* Brief
Every line below needs to be reproduced exactly.

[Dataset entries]
──────────

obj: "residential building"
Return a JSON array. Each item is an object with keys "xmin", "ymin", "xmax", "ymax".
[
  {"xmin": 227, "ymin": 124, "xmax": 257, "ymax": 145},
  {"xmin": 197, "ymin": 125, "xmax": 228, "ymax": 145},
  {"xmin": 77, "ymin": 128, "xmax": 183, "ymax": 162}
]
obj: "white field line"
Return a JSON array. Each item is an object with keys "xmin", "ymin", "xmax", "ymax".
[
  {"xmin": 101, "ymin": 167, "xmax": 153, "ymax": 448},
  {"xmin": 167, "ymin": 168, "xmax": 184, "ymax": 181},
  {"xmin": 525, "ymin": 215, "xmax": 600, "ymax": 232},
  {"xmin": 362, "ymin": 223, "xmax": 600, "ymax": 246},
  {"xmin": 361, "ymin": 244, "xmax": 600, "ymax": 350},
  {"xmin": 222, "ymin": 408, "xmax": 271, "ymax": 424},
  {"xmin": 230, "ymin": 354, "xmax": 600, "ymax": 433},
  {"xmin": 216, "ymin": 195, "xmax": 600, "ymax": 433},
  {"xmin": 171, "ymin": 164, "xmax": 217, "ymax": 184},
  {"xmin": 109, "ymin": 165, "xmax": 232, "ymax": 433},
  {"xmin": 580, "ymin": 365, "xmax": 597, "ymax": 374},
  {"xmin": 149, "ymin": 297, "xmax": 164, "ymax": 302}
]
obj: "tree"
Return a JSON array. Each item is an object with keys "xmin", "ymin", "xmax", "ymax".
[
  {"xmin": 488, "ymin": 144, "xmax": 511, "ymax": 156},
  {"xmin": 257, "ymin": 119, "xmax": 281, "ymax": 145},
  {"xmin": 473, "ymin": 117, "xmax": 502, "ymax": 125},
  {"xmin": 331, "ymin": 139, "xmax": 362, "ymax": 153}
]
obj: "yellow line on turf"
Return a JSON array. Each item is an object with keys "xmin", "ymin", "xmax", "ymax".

──────────

* Answer to this problem
obj: "residential building"
Return a JSON array. Each item is an object with keys "xmin", "ymin", "xmax", "ymax".
[
  {"xmin": 227, "ymin": 124, "xmax": 257, "ymax": 145},
  {"xmin": 197, "ymin": 125, "xmax": 228, "ymax": 145},
  {"xmin": 77, "ymin": 128, "xmax": 183, "ymax": 162}
]
obj: "white field line"
Return a JSON array. Each item is an object with keys "xmin", "ymin", "xmax", "ymax".
[
  {"xmin": 101, "ymin": 167, "xmax": 153, "ymax": 448},
  {"xmin": 167, "ymin": 168, "xmax": 184, "ymax": 181},
  {"xmin": 525, "ymin": 215, "xmax": 600, "ymax": 232},
  {"xmin": 362, "ymin": 223, "xmax": 600, "ymax": 246},
  {"xmin": 361, "ymin": 244, "xmax": 600, "ymax": 350},
  {"xmin": 222, "ymin": 408, "xmax": 271, "ymax": 424},
  {"xmin": 230, "ymin": 354, "xmax": 600, "ymax": 433},
  {"xmin": 216, "ymin": 195, "xmax": 600, "ymax": 433},
  {"xmin": 171, "ymin": 164, "xmax": 217, "ymax": 184},
  {"xmin": 109, "ymin": 165, "xmax": 232, "ymax": 433},
  {"xmin": 580, "ymin": 365, "xmax": 597, "ymax": 374},
  {"xmin": 149, "ymin": 297, "xmax": 164, "ymax": 302}
]
obj: "tree"
Return a JSON array. Each item is an object with keys "xmin", "ymin", "xmax", "ymax".
[
  {"xmin": 488, "ymin": 144, "xmax": 511, "ymax": 156},
  {"xmin": 257, "ymin": 119, "xmax": 281, "ymax": 145},
  {"xmin": 473, "ymin": 117, "xmax": 502, "ymax": 125},
  {"xmin": 331, "ymin": 139, "xmax": 362, "ymax": 153}
]
obj: "yellow line on turf"
Return a JSON array. Each item is an object with keys "xmin", "ymin", "xmax", "ymax".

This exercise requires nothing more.